Task — Please restate the entries verbatim. The copy should hold no pictures.

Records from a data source
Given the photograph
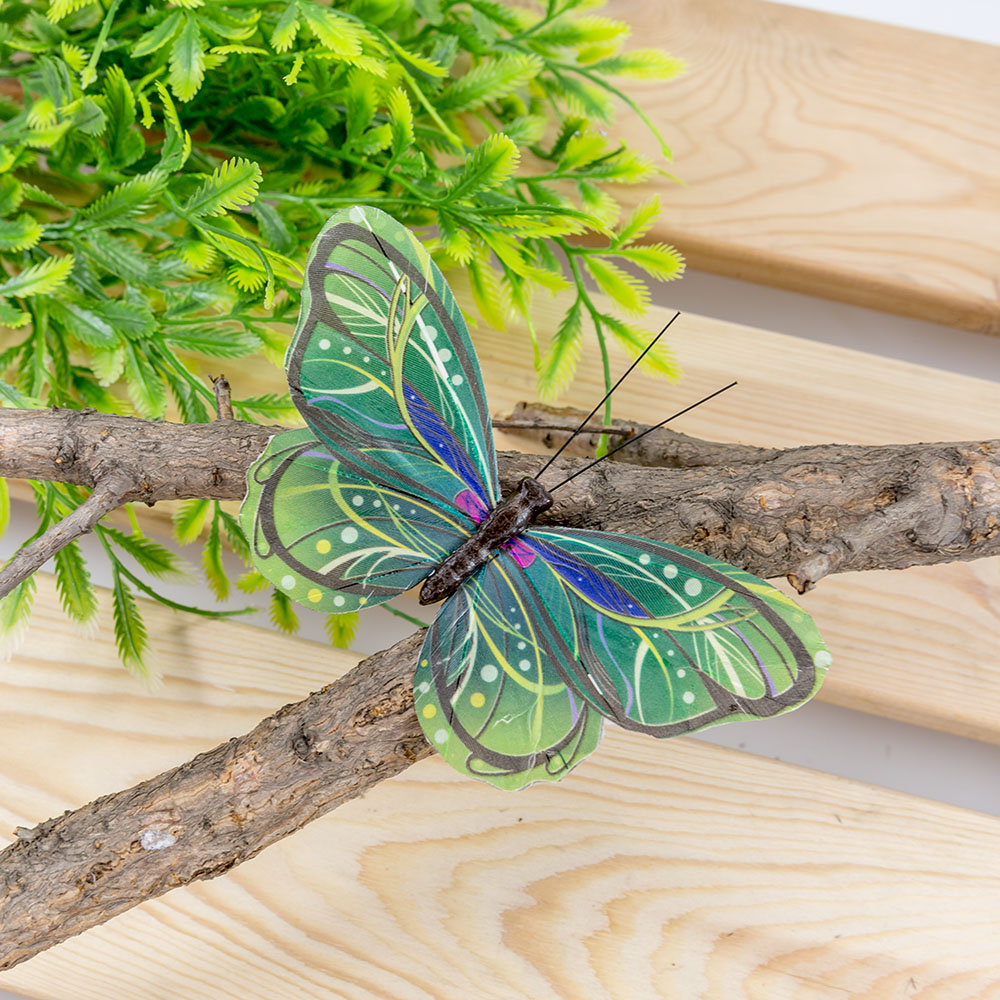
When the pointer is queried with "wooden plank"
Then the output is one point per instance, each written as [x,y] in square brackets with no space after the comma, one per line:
[658,870]
[894,635]
[828,155]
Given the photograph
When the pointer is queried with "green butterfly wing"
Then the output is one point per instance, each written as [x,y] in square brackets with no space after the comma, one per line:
[490,688]
[336,542]
[573,625]
[381,365]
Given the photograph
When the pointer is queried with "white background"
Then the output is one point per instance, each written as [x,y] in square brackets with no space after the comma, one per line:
[870,748]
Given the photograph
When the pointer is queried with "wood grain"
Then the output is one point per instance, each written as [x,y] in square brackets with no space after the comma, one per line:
[920,646]
[828,155]
[661,870]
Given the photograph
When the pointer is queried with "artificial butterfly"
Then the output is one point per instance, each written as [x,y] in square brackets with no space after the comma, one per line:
[555,629]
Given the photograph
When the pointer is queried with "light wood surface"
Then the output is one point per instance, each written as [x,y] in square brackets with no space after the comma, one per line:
[660,870]
[828,155]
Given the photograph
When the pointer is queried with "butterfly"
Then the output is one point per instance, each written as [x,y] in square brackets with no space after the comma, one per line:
[545,631]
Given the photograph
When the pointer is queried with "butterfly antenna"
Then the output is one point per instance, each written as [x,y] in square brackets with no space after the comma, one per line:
[648,430]
[607,395]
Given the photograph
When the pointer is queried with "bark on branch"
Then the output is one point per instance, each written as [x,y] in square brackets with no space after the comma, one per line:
[803,510]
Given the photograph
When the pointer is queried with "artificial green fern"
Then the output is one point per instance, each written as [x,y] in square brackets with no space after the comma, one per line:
[164,167]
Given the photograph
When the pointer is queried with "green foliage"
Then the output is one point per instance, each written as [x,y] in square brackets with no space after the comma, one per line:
[131,251]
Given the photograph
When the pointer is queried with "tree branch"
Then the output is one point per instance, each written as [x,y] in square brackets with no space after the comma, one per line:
[205,817]
[847,507]
[551,425]
[108,495]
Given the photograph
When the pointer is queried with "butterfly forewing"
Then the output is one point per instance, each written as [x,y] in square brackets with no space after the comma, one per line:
[381,365]
[336,542]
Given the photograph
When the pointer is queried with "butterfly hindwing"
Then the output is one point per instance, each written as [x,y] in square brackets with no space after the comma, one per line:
[381,365]
[490,688]
[670,640]
[333,541]
[567,626]
[562,628]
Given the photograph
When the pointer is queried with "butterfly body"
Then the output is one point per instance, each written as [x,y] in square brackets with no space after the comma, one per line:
[544,632]
[499,528]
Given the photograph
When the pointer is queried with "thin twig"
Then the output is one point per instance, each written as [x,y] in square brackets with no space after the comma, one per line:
[223,397]
[109,494]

Answer below —
Given the photograph
When the pointer is queried with "wooden plank"
Then the output is one point per instance, each written as [x,y] in square brackets with no space after the comma, one per line:
[658,870]
[894,635]
[828,155]
Given the photograph
When the pointer is queried with "green butterfly wing"
Then the output is one point per instance, each written as [x,y] in square brackets with no space after the comma, one per line:
[490,688]
[336,542]
[573,625]
[381,365]
Given the photograph
When the pointer is queried with "white background"
Then the output is one point per instance, each written as [x,y] in square brackets with no space after the comma, one per line:
[870,748]
Given the photograph
When the pointer is queried with "wood grain"
Then the output is one point per instance, each written as [x,y] in square brackets with no space after the comma, one per line:
[920,646]
[828,155]
[661,870]
Given the photograph
When the pointer is queried with "artificial butterfly"
Then the output is one point per instance, each written as [x,y] in square brackets with no space after the comma, one per line:
[555,629]
Given the photograph
When the pointer is queried with "light wood surface"
Then the output is one point per instance, each written as [x,y] in square brackets with no space after the comma, one per line:
[660,870]
[828,155]
Given the photograph
When the pointer is queried with "butterfly"
Then the output is one point per instance, each written as [x,y] in square brackets with no space after the comma, one per line:
[545,631]
Given the photograph
When the pointer is queried with "butterfly antenna"
Then the output is one point per instance, each written as [x,y] in square brackets with no space after the comma, one per line:
[648,430]
[607,395]
Given the photograph
When the pointer is queried with "bark on branch"
Then the output is one point per instance, each written as [x,y] in square brackets with no space after the comma, one per line:
[803,510]
Given the photograph
When the pointer is queried with "artificial green fern"
Then the output is one point per instance, each written as [x,y] in square brackets with no space after the comma, one per line:
[164,167]
Given the photograph
When the pointer is queried with "green foliage"
Then the output is one point per instance, each written as [x,y] in square brackets with no space after the comma, one per line:
[131,251]
Given the photograph
When the pointer is queried with "tree branch"
Then the output is one point per instance, each written as [x,y] in square brackets with no space after the comma, one per line:
[205,817]
[847,507]
[551,425]
[108,495]
Given the photograph
When the pointer is queried with "butterfly forewing"
Then the output is one point per instance, each written as [x,y] in square brackets with no space after the comma, one per line:
[381,365]
[336,542]
Given the photograph
When the pointer is queried with "butterfly hindwing"
Then the output is one point per instance, each written as [x,y] in square brackets with no space after the comma, one per line:
[381,365]
[490,688]
[670,640]
[333,541]
[567,626]
[562,628]
Given the photograph
When the pointer is queried with "butterfly body"
Then the output is one point per instance, each written as [x,y] in square brackets with no space after the comma, one per line:
[544,632]
[499,528]
Given the photograph
When the pointer is queried with "thin twig"
Then the output is one point per instance, each written as [x,y] in square brackets with no space after the comma, one per line:
[223,397]
[109,494]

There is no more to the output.